• **Reading text**
● ● ●

BHG came into being following an operation of corporate amalgamation involving Invest Tur Brasil and Latin America Hotels (LAHotels), carried out in February of 2009. In 2010, the name of the company was changed upon the approval of an Extraordinary Shareholders Meeting, which also authorized a split of BHG stock at a ratio of 20 (twenty) shares for each existing share. With the change, Company shares began to be traded with the ticker code BHGR3, in the Novo Mercado segment of the BM&Fbovespa.
Also in 2010, the Company went through a new phase of its growth plan and added to its strategy the business of constructing economy hotels, called 'limited services' hotels. This project comprises part of an ambitious plan of development and construction in the next 5 years of more than 4,000 rooms in 40 cities that exhibit a strong demand and potential for growth of business tourism. The two first projects were announced in the last quarter of the year, and will be implemented in Itaguai and Campos dos Goytacazes, in Rio de Janeiro.

● ● ●

• **Information shown**

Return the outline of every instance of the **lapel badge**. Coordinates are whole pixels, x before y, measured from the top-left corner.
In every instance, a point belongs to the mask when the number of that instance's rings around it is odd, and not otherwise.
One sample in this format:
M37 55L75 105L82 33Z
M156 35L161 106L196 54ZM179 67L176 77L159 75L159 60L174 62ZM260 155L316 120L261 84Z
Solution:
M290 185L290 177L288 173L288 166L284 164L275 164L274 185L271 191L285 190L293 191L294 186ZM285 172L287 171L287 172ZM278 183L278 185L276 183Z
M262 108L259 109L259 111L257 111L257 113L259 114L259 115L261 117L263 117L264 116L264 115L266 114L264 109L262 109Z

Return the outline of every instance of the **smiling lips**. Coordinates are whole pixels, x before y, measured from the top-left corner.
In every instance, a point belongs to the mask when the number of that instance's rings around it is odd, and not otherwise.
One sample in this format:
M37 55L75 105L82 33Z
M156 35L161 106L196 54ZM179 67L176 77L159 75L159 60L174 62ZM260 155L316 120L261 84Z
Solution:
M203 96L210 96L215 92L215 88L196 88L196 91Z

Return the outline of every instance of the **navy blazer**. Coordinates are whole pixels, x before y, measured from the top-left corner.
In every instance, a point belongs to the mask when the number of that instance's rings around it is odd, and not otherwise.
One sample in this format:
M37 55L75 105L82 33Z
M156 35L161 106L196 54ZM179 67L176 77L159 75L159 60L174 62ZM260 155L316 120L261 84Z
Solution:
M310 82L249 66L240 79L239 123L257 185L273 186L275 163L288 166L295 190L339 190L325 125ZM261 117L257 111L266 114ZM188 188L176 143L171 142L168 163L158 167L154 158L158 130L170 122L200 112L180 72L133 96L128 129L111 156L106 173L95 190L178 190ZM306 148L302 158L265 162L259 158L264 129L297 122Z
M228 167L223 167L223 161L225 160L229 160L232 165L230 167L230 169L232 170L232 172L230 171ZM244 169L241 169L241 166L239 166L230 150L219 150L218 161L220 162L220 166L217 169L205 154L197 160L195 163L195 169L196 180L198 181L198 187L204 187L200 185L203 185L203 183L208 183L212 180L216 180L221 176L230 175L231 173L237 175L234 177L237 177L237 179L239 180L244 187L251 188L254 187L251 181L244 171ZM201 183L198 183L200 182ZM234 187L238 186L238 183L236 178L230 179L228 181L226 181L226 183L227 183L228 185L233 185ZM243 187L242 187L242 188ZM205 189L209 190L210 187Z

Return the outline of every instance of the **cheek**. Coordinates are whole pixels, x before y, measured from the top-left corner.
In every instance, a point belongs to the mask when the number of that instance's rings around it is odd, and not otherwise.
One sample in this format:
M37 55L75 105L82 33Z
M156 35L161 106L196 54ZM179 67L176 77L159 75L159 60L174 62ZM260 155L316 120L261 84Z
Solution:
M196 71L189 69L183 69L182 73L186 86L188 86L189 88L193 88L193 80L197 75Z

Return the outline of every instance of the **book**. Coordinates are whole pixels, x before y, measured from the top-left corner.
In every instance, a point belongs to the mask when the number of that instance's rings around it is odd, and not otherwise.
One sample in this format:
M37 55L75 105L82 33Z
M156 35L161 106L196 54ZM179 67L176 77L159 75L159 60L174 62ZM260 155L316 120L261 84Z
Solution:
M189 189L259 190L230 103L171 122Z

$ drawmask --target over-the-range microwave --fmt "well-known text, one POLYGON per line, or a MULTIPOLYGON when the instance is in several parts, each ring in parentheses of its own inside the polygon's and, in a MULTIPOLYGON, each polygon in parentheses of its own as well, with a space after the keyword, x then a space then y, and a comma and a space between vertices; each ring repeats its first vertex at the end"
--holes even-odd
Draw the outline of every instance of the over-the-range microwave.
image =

● ● ●

• **Exercise**
Extend the text on BHG's formation and hotel expansion past its final sentence. Nothing in the lines matters here.

• **Expected output**
In addition to its hotel portfolio, BHG has a landbank of 16 holdings inherited from Invest Tur, which are going to be monetized. In 2010, we signed a financial swap for land located in the area of the Avenida Faria Lima, in Sao Paulo. The deal resulted in an agreement for the advance of receivables relating to the land, which was concluded in January of 2011 and yielded the Company R$ 52.4 million, which is being paid in 5 equal, consecutive monthly installments.
In November, BHG announced the launch of its Txai Ganchos Project, in partnership with Lindencorp Desenvolvimento Imobiliario S.A., and Cipasa Desenvolvimento Urbano S.A. This development project will be made up of 132 hotel units built on 530,000 m² of land, occupying only 6.6% of the area and preserving all the rest, with nearly 30% of the first phase already sold.
Moving forward with its plan to invest in urban hotels focusing on business tourism, in the beginning of 2011 BHG announced that it had signed a memorandum of understanding for sale of the shares of Txai Itacare and the Txai brand. The Company will continue to manage the hotel for the next 10 years, and retain the right to use the brand for the development of future launchings from the landbank, if necessary.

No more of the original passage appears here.